-- Task description --
Rewrite the entries from the line containing "Question. Put a dot on every instance of the green lobed" through the line containing "(289, 1066)", changing each "instance" to "occurrence" and keeping every other character as it is.

-- Given data --
::::::::::
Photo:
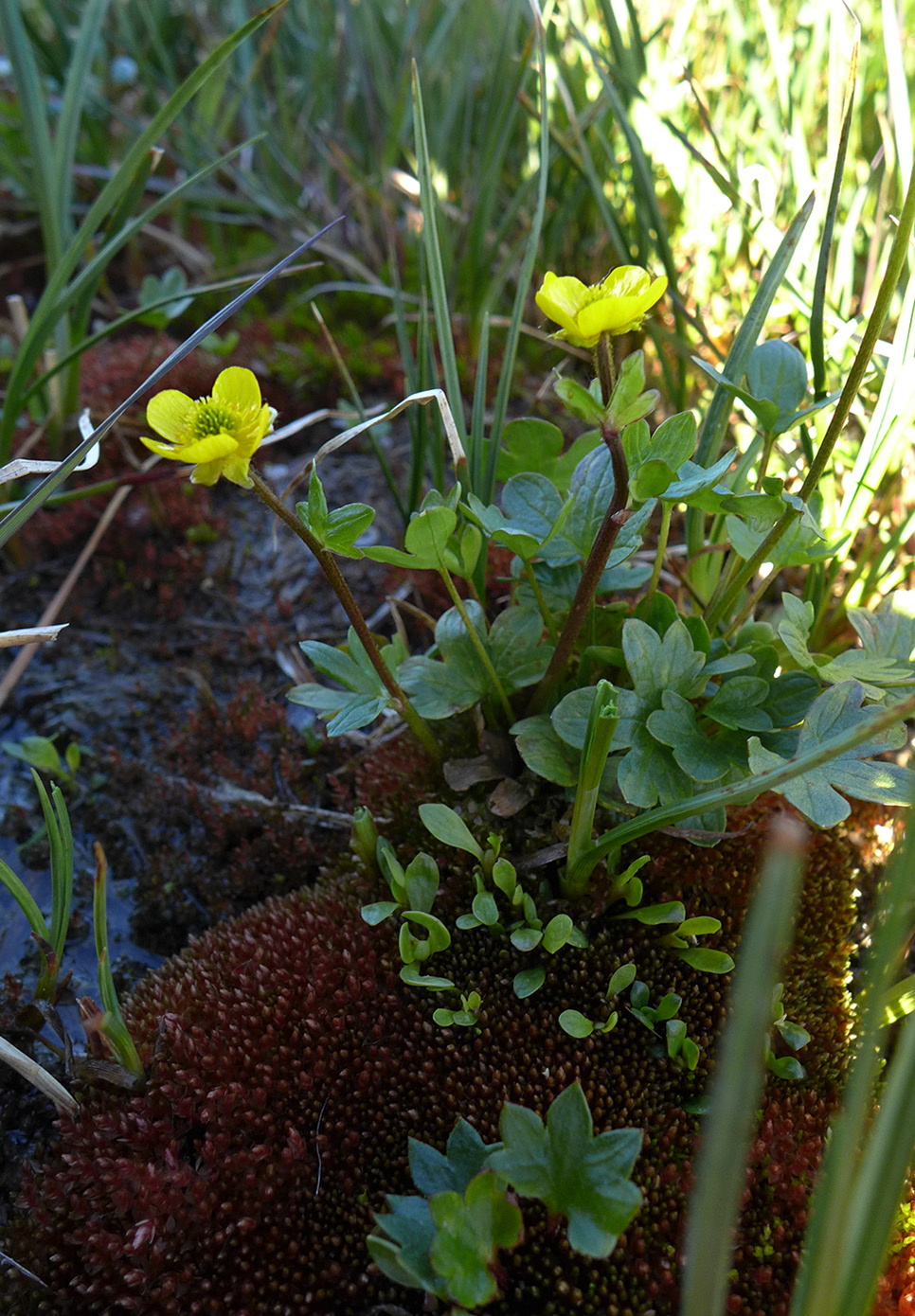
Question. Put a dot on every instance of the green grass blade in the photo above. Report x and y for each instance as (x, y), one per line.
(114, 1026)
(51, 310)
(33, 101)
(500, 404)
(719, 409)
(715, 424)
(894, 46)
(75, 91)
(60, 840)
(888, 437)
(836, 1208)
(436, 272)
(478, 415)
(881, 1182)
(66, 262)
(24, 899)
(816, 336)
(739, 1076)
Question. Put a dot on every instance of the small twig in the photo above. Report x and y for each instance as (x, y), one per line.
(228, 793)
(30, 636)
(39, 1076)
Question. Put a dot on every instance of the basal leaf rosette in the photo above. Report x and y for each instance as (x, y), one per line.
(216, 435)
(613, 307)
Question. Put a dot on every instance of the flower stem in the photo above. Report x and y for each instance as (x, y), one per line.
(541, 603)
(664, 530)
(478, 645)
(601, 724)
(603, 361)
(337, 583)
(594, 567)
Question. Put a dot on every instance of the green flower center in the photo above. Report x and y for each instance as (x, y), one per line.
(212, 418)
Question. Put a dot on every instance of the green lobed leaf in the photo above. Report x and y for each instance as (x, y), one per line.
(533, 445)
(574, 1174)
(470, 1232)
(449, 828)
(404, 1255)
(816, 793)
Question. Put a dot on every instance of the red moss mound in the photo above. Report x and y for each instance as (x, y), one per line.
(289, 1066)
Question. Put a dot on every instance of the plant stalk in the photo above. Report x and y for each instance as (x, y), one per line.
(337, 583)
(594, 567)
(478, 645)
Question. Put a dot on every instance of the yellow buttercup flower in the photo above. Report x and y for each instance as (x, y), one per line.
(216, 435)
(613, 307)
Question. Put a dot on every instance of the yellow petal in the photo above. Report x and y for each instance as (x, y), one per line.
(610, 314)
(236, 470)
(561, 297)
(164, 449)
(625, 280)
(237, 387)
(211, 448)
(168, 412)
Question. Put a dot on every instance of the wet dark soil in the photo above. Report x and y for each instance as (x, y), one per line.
::::::::::
-- Full output --
Question. Put a dot on every occurrence of the green lobed leaf in the photo above. Report x and y for each occurrence as (x, y), one per line.
(533, 445)
(574, 1174)
(470, 1232)
(449, 828)
(404, 1255)
(816, 793)
Question. Put a dot on every occurrence of the red moss mound in the photo above. Report x and y for each occurrence as (x, y), one per line.
(289, 1066)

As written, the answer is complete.